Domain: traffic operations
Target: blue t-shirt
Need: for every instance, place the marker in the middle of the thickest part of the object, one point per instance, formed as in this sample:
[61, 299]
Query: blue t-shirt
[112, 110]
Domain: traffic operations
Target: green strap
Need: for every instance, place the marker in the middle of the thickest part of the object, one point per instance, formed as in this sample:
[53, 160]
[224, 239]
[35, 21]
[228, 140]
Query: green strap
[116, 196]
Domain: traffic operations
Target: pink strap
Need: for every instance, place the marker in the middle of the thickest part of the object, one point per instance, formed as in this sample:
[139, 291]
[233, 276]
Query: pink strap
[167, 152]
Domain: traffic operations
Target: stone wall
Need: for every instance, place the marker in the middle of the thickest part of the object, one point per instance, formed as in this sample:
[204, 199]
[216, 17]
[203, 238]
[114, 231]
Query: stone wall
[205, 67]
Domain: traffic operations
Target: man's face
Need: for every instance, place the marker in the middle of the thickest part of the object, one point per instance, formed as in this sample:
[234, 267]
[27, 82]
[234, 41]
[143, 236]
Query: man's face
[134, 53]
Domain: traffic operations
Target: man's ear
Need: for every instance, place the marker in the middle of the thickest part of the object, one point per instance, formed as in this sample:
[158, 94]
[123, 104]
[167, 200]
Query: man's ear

○ ○ ○

# EXERCISE:
For this exercise, retype the entire listing exactly.

# SOLUTION:
Domain: traffic operations
Target: blue t-shirt
Need: for every instance, place the marker in the middle of the thickest part of the object, one point per instance, formed as in this sample:
[61, 299]
Query: blue t-shirt
[112, 110]
Domain: traffic operations
Target: green strap
Need: for every instance, place the marker in the middle of the thickest part of the object, one point per instance, formed as in this sample:
[53, 160]
[224, 239]
[35, 21]
[228, 140]
Query: green strap
[116, 196]
Domain: traffic operations
Target: pink strap
Need: for every instance, place the marker in the middle of the thickest part of the object, one point per instance, formed as in this sample:
[139, 291]
[233, 276]
Query: pink strap
[167, 152]
Domain: traffic operations
Target: stone wall
Need: for every instance, place the marker in the middle of the thickest part of the object, one point per instance, formed as in this sample:
[204, 199]
[216, 17]
[203, 238]
[114, 231]
Query: stone wall
[205, 67]
Domain: traffic operations
Target: man's face
Need: for every instance, place the marker in the middle of the thickest part of the object, one point per instance, formed as in this sample:
[234, 267]
[27, 82]
[234, 41]
[143, 236]
Query: man's face
[134, 53]
Domain: traffic operations
Target: man's ear
Need: for every instance, place the marker in the middle of the thickest part of the object, one point per instance, formed as in this sample:
[158, 94]
[123, 104]
[167, 200]
Query: man's ear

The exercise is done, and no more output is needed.